### Exercício escrito 1
Diga se cada afirmação abaixo está de acordo com o texto sobre uso de documento falso. Responda sim ou não e cite literalmente as palavras do texto que decidem a questão.
(a) O indiciado foi preso em flagrante por roubo.
(b) A falsidade do documento só foi descoberta depois da conclusão do inquérito policial.
(c) A solução indicada é o arquivamento do feito.

### Trecho do texto
______
Protocolado n.º 3.816/09 – art. 28 do CPP

Processo n.º 050.08.056840-8/0000 – MM. JUÍZO DO DIPO 4

Réu: (...)

 

EMENTA: CPP, ART. 28. USO DE DOCUMENTO FALSO (CP, ART. 304). INDICIADO QUE, AO SER PRESO EM FLAGRANTE, APRESENTA CÉDULA DE IDENTIDADE FALSIFICADA. EXERCÍCIO DO DIREITO DE AUTODEFESA. INADMISSIBILIDADE. DENÚNCIA.

1. A apresentação de cédula de identidade falsificada por indiciado configura, em tese, o crime do art. 304 c.c. art. 297 do CP.

2. Não há falar-se em exercício do direito constitucional de autodefesa no ato de quem, visando furtar-se de suas responsabilidades criminais, apresenta documento falsificado.

3. A conduta viola a fé pública e expõe o nome de terceiros a fundado risco de se verem injustamente envolvidos em acusações criminais.

Solução: designação de outro promotor de justiça para oferecimento de denúncia.

 

 

 

                                      O presente feito teve início com ofício requisitório expedido pelo MM. Juízo da 9.ª Vara Criminal Central da Capital, endereçado ao Delegado do 4.º Distrito Policial, para apurar suposto crime de uso de documento falso (CP, art. 304).

 

                                      Apurou-se que o indiciado fora preso em flagrante por roubo e, durante a lavratura do respectivo auto, exibira cédula de identidade ideologicamente falsificada, pois continha sua fotografia com qualificação alheia (de (...)).

 

                                      O inquérito policial relativo ao crime contra o patrimônio foi relatado e, antes mesmo de sua conclusão, já se descobrira a falsidade do documento exibido por (...), o qual foi apreendido e submetido a exame pericial (cf. fls. 60/61).
______
[Registros do conjunto de dados de anotação de pontos]
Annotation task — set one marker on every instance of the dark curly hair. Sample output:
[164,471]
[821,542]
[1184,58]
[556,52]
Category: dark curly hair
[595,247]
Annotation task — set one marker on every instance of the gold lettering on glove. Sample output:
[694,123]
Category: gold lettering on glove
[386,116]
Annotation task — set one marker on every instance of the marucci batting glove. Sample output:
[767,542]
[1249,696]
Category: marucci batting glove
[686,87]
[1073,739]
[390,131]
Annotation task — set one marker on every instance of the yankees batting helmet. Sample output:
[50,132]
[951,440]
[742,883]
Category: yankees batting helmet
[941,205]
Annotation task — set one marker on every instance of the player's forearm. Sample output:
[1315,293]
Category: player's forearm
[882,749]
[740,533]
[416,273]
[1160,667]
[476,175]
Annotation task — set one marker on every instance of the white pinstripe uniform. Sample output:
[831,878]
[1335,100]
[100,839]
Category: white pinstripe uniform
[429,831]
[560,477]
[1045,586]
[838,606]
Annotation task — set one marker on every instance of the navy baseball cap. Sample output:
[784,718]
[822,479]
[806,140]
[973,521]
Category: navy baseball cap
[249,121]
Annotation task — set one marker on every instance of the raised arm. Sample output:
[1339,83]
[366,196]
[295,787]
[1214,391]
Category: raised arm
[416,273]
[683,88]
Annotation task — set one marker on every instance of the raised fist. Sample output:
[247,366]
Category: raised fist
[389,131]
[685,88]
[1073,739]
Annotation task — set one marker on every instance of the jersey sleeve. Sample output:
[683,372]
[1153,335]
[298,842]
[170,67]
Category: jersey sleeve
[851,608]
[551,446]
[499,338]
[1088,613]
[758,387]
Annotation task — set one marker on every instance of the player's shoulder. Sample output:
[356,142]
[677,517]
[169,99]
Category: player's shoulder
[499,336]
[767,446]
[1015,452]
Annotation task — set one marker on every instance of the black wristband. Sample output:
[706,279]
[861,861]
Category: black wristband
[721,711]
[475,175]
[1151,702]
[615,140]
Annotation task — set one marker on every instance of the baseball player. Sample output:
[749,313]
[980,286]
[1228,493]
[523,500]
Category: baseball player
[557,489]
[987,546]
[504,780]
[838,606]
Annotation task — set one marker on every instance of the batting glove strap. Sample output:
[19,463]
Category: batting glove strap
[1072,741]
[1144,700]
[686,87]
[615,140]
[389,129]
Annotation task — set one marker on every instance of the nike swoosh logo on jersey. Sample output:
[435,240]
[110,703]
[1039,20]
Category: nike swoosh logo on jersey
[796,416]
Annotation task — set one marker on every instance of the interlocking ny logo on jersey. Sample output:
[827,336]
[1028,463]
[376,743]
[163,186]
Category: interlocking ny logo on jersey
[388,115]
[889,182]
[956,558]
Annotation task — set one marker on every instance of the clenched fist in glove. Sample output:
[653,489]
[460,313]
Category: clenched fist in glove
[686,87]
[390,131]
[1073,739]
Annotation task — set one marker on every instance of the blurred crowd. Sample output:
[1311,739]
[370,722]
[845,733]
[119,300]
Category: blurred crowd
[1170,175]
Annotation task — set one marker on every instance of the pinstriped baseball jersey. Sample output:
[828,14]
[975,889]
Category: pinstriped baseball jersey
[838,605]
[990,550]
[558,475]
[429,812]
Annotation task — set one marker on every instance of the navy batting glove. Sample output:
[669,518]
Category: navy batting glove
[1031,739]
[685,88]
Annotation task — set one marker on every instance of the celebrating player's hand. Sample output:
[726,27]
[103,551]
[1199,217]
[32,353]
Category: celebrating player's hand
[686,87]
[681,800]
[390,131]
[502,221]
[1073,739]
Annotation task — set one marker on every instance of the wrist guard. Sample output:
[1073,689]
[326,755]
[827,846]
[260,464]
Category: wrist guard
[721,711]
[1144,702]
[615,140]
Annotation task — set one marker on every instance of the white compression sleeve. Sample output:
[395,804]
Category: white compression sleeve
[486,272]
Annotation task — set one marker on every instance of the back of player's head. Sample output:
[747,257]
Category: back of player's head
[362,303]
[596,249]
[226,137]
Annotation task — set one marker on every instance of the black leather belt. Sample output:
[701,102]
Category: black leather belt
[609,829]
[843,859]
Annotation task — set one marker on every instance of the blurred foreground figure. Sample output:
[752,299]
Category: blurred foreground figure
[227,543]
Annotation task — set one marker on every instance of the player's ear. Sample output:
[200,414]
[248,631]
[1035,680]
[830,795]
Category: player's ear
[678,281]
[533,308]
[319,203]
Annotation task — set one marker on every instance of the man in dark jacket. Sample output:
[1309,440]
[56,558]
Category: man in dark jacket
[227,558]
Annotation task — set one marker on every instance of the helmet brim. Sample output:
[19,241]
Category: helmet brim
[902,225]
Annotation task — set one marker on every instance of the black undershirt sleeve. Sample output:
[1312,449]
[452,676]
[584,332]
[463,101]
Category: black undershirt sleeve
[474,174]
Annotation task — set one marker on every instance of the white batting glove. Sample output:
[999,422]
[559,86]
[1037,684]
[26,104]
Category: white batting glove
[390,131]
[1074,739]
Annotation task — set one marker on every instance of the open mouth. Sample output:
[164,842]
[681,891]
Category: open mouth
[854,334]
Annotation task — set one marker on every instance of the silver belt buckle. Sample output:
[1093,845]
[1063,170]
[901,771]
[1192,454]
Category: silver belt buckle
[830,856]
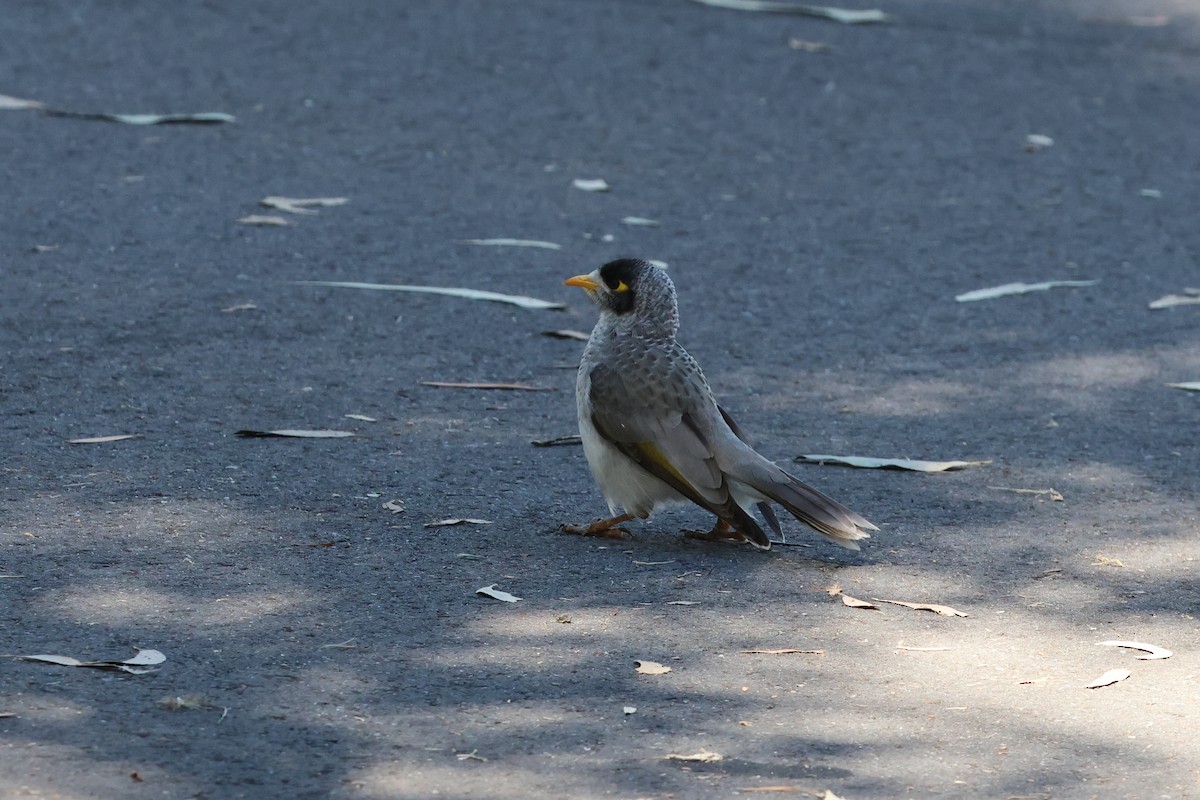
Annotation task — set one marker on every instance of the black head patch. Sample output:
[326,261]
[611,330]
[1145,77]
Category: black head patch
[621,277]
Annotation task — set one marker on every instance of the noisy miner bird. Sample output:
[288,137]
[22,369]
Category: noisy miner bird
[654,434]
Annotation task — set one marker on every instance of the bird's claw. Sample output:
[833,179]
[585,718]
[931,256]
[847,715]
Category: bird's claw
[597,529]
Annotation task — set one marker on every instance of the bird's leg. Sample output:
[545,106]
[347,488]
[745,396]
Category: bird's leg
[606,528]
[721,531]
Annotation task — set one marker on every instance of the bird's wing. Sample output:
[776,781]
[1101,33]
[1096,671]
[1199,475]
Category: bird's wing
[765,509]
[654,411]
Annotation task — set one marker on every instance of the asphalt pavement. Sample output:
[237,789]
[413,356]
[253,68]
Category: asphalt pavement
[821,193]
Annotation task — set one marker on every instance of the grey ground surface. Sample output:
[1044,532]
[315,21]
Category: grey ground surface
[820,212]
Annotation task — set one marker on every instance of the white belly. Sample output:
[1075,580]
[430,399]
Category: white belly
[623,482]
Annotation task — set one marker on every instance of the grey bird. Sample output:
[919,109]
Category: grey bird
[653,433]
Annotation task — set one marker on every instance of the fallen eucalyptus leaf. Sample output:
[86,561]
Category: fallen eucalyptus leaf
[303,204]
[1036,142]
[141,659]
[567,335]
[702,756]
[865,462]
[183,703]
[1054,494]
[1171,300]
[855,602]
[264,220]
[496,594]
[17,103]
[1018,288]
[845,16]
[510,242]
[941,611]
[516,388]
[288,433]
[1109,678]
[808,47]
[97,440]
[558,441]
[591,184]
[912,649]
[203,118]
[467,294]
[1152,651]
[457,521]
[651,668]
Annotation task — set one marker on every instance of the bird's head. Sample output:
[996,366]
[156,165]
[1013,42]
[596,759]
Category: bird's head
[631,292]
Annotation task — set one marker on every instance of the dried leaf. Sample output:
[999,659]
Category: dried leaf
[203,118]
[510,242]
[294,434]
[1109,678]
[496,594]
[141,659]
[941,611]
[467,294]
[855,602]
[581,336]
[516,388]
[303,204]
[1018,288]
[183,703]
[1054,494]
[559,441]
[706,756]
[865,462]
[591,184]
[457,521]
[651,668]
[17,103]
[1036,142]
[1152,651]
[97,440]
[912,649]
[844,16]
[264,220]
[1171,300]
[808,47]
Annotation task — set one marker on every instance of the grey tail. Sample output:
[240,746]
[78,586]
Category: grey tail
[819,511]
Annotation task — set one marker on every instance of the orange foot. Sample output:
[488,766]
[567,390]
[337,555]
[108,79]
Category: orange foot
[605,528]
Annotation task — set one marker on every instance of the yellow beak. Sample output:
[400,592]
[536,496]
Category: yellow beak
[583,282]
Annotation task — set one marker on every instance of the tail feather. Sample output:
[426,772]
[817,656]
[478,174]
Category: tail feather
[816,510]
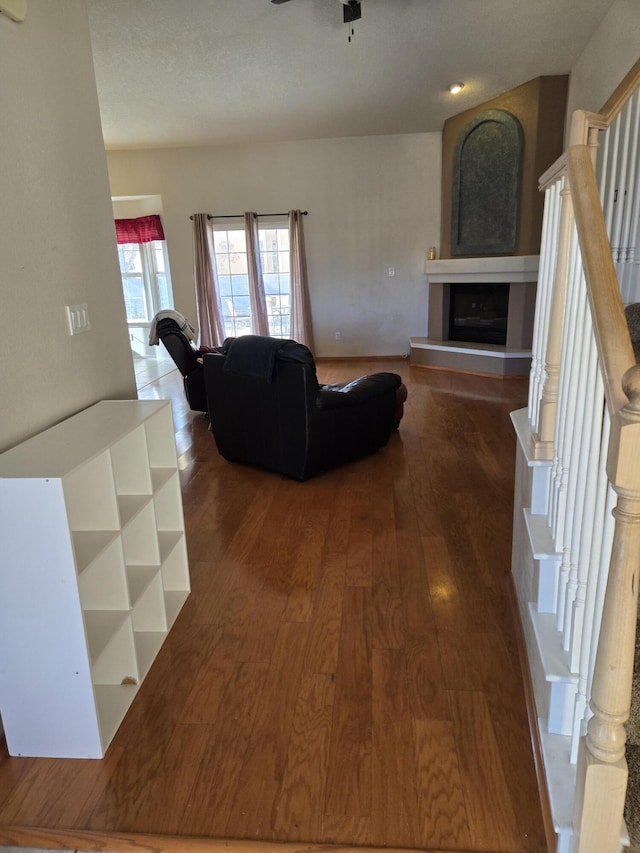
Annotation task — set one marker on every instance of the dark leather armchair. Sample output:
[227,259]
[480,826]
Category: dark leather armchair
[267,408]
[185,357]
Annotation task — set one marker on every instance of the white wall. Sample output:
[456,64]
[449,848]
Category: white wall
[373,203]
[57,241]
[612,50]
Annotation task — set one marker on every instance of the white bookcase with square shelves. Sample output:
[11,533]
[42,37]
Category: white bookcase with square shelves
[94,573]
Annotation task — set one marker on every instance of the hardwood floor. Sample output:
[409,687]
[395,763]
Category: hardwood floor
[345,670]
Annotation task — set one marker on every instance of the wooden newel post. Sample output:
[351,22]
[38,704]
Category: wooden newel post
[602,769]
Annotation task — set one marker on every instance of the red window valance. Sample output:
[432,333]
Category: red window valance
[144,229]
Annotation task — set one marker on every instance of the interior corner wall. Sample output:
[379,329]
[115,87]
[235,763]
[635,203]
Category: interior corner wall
______
### Exercício escrito 2
Informe quantas linhas da listagem acima contêm a palavra "valance", levando em conta a diferença entre maiúsculas e minúsculas. Responda somente com o número.

### Resolução comentada 1
(a) Sim: "o indiciado fora preso em flagrante por roubo".
(b) Não: "antes mesmo de sua conclusão, já se descobrira a falsidade do documento exibido".
(c) Não: "Solução: designação de outro promotor de justiça para oferecimento de denúncia."

### Resolução comentada 2
2